++++ Supplied data ++++

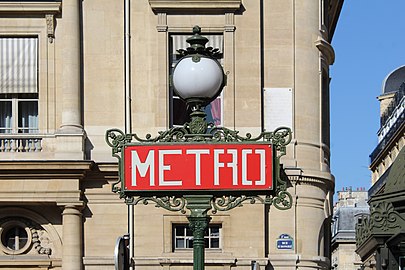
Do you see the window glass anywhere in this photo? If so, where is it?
[173,224,221,250]
[0,94,38,133]
[18,101,38,133]
[0,100,13,133]
[1,226,28,251]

++++

> Problem to solve: Arrange all the lines above as a two-column CSV with the headers text and answer. Give one row for each line of text together with the answer that follows it, put each in a single quoted field with line breaks turned into spaces, and leave the picture out.

> Exercise response:
text,answer
"Do you see the window glass anywhere in this photo? If so, where is it?","[173,224,221,250] [0,94,38,133] [18,101,38,133] [0,100,13,133] [1,226,28,251]"